(Sınırlayıcı kutu etiketleme kayıtları)

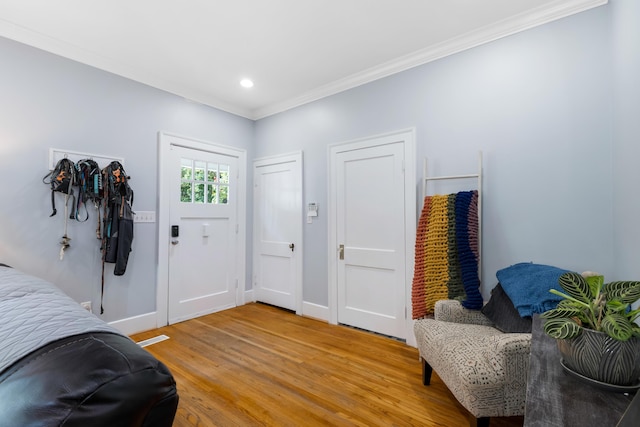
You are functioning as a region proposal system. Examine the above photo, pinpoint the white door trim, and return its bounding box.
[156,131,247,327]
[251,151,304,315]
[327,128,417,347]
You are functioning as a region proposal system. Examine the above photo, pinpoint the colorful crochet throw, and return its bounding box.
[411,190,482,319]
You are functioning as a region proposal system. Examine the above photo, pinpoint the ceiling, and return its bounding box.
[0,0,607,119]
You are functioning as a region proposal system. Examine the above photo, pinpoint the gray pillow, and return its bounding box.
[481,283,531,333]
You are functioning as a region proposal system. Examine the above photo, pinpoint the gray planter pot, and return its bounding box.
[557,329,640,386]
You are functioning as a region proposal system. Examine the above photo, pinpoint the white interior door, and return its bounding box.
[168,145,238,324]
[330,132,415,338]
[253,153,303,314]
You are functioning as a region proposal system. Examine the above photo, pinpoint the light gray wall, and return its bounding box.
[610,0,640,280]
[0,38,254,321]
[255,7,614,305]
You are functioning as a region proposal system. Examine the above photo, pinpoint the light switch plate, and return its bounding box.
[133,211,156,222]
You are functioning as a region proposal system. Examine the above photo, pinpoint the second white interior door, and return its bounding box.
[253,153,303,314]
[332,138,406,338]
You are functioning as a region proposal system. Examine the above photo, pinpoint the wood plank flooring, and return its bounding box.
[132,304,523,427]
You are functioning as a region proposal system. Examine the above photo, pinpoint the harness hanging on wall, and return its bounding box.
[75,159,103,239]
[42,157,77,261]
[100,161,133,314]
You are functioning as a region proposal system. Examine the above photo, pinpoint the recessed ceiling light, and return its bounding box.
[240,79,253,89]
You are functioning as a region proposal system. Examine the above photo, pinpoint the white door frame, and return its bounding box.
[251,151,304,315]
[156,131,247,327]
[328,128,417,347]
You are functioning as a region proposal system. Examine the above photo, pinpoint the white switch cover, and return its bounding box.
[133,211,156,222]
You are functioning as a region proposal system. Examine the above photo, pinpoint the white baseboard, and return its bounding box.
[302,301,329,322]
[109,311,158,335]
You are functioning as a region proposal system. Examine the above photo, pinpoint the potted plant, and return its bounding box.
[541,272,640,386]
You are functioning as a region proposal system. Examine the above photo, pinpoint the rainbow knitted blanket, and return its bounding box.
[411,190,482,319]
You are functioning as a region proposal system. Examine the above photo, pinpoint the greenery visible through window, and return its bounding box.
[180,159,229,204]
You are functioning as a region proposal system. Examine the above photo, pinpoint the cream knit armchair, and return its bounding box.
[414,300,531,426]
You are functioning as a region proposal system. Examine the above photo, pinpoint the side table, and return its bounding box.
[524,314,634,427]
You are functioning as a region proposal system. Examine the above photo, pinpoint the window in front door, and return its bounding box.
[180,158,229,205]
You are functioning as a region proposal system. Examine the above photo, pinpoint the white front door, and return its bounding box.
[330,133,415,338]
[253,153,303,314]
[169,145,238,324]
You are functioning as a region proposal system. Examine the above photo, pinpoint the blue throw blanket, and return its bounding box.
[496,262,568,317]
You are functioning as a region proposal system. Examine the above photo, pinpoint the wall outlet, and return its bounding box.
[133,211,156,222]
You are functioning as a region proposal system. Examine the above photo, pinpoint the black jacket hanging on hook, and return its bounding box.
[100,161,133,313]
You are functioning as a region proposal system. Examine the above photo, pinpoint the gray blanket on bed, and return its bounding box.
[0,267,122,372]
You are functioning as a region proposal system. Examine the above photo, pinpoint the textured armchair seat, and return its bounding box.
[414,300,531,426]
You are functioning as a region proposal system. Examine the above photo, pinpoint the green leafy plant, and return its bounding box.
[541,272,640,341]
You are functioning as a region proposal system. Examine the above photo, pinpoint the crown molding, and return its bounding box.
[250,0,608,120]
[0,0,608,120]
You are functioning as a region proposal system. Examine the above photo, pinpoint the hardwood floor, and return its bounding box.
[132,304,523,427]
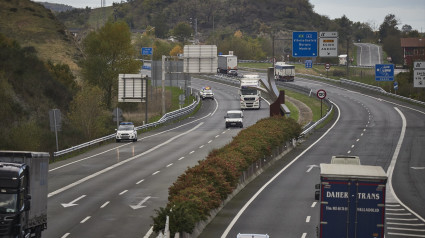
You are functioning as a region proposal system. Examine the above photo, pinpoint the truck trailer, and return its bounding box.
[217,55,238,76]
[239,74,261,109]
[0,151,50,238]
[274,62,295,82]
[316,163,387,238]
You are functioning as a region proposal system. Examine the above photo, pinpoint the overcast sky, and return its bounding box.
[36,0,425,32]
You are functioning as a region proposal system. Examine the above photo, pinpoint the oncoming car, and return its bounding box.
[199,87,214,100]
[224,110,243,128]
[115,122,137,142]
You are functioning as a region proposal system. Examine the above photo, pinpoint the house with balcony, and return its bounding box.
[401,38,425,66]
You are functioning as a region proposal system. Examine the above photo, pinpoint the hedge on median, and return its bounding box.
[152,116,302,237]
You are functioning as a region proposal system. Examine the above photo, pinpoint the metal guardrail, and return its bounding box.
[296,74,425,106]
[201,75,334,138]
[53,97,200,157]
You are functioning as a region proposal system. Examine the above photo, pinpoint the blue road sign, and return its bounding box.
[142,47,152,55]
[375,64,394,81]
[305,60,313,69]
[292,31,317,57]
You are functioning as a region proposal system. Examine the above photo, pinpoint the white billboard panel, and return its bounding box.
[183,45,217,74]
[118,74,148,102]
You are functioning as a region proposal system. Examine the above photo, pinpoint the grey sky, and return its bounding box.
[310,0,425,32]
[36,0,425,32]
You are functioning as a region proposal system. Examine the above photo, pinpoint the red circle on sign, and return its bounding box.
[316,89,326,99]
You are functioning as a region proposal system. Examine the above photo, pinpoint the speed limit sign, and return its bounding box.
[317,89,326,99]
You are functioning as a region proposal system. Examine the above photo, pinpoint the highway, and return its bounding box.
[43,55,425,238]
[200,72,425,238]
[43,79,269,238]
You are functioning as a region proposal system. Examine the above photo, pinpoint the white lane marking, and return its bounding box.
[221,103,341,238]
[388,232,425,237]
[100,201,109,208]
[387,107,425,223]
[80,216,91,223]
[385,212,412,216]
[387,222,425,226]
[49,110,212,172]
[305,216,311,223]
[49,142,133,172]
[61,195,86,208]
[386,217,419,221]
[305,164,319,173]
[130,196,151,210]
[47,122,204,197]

▶ Görev
Yukarıdaki kayıtların tümünü, resimleri yanıtın dışında bırakarak kelimesi kelimesine tekrar yazın.

▶ Beklenen yanıt
You are functioning as a region proposal system. Examine the above photo, pinpoint the white door trim, and return its bounding box.
[156,131,247,327]
[251,151,304,315]
[327,128,417,347]
You are functioning as a region proposal system. Examine the above photo, pinpoint the colorful crochet throw, and return its bounding box.
[411,190,482,319]
You are functioning as a region proposal system. Examine the above photo, pinpoint the ceiling, and return its bounding box.
[0,0,607,119]
You are functioning as a region proposal system. Examine the above photo, pinpoint the gray pillow, and return its bounding box.
[481,283,531,333]
You are functioning as a region proposal system. Examine the above photo, pinpoint the gray planter pot, and return its bounding box.
[557,329,640,386]
You are functioning as a region proposal system. Examine the above photo, pinpoint the white interior door, and return its bounding box.
[168,145,238,324]
[330,132,415,338]
[253,153,303,314]
You are functioning as a region proposal system. Examine the above photo, pinpoint the light gray wall, and return its bounding box.
[610,0,640,280]
[0,38,254,321]
[255,7,614,305]
You are functioning as a region proposal system. Examine the above photo, pinpoint the light switch plate, and return its bounding box.
[133,211,156,222]
You are functioning as a region proposal system. Examine the above photo, pinpoint the second white interior door, and return its bounding box.
[253,153,303,314]
[332,138,406,338]
You are functioning as a region proposal system. Examine the above photo, pinpoint the wood plank flooring, and return its bounding box.
[132,304,523,427]
You are functioning as a region proposal system. Examine the above photo, pinpoint the harness hanging on wall, and return its bounding box.
[75,159,103,239]
[42,157,77,261]
[100,161,133,314]
You are functioning as a region proposal system. Examine the above photo, pinpoint the recessed ceiling light, and return its bounding box.
[240,79,253,89]
You are functioning as a region proposal system. Examine the above photo, pinpoint the white door frame, and return its bounding box.
[251,151,304,315]
[156,131,247,327]
[328,128,417,347]
You are functioning as a region proposal system. Examine the above photo, pinpoint the white switch cover, and return its bounding box.
[133,211,156,222]
You are functioning as a region proposal system. Examine the above photo, pinpoint the white baseboard, and return its bounding box.
[302,301,329,322]
[109,311,158,335]
You are functioning as a region proposal system. Examine the above photo, pinpoint the potted plant, and return its bounding box.
[541,272,640,386]
You are functioning as a region proposal system. Examine the above photo, pinpoint the rainbow knitted blanket, and return its bounding box.
[411,190,482,319]
You are functioning as a region proposal system. Examine the above photo, pinpoint the greenery visible through window, and return its bounding box.
[180,159,229,204]
You are functioning as a region proposal system. Examine the above photo, pinpoint the cream knit armchair, and return its bounding box.
[414,300,531,426]
You are functioning as a region proposal system. Examine the above photo, pinpoint the side table, and return its bounding box.
[524,314,634,427]
You are functioning as a region proposal system. Examine the above photo, pinpoint the window in front door, and return its bounding box.
[180,158,229,205]
You are functioning as a region proposal system. Examine the above photo, pinpoint the white front door, and return its bounding box.
[330,133,415,338]
[253,153,303,314]
[169,145,238,324]
You are functioning as a region proposal system. Examine the above photo, pinpoint the blue throw blanket, and return its bounding box.
[496,262,568,317]
You are functioning as a region proposal system. Examine the above photo, pinpoint the wall outlet, and return its bounding box.
[133,211,156,222]
You are functioning as a region proposal system. Examine the above photo, pinpoint the black jacket hanging on hook, and return its bounding box.
[100,161,133,313]
You are functioning as a region proposal system. Examine the above photo, pinpoint the gray blanket on bed, and return its bounding box.
[0,267,122,372]
You are functioning as a region proposal system. Examine the above photo, pinpoint the textured armchair seat, and return its bounding box.
[414,300,531,426]
You are functioning as a region proposal system. Examine the above photo, pinpoint the green leafy plant, and return its bounding box.
[541,272,640,341]
You are functioning as a region proposal system. Examine the above photo, pinpoint the crown molding, and return its bounding box.
[250,0,608,120]
[0,0,608,120]
You are functioning as a region proposal system. Examine the above photo, pinpoint the hardwood floor, and return its bounding box.
[132,304,523,427]
You are functioning as a region proposal system. Examine the above photo, pinpoint the truck trailer, and return its bounding box.
[217,55,238,76]
[239,74,261,109]
[0,151,50,238]
[274,62,295,82]
[316,163,387,238]
You are functioning as a region proposal system. Examine the above photo, pinpoint the overcast sky, and return its bounding box.
[36,0,425,32]
You are functioning as a region proposal system. Examine the above photo, pinpoint the oncoming car, and return its bounding box.
[199,87,214,100]
[224,110,243,128]
[115,122,137,142]
You are functioning as a region proposal system. Examine the above photo, pinpoint the house with balcony, and return its bounding box.
[401,38,425,66]
You are functioning as a region proposal system. Examine the above photo, pinpoint the hedge on median, and return its bounding box.
[152,116,302,237]
You are functioning as a region proposal system. Examine the above photo, pinpoint the metal guardrail, and return its bounding box.
[296,74,425,106]
[201,75,334,138]
[53,97,200,157]
You are functioning as a region proposal system. Examine the above photo, pinpoint the blue road sign, and return its bounding box.
[142,47,152,55]
[375,64,394,81]
[305,60,313,69]
[292,31,317,57]
You are functioning as a region proposal system. Examine the above photo, pinpoint the white billboard panel, and return its bounding box.
[183,45,217,74]
[118,74,148,102]
You are functioning as a region proposal system. Examine the above photo, pinpoint the grey sky, and return its bounding box.
[310,0,425,32]
[36,0,425,32]
You are functioning as a region proposal system. Examine the above photo, pinpoint the red circle on sign, and return its bounding box.
[316,89,326,99]
You are functioning as a region proposal system. Examine the above photo, pinpoint the speed limit sign, and return its bounding box.
[317,89,326,99]
You are functioning as a region proposal system. Examine the above photo, pinpoint the highway, and return its bounding box.
[43,55,425,238]
[200,72,425,238]
[43,79,269,238]
You are functioning as a region proposal system. Examine the above photo, pinpoint the white lane marking, and return its bounding box.
[221,103,341,238]
[388,232,425,237]
[100,201,109,208]
[387,107,425,223]
[80,216,91,223]
[385,212,412,216]
[387,222,425,226]
[49,110,212,172]
[305,216,311,223]
[49,142,133,172]
[61,195,86,208]
[386,217,419,221]
[305,164,319,173]
[130,196,151,210]
[47,122,204,197]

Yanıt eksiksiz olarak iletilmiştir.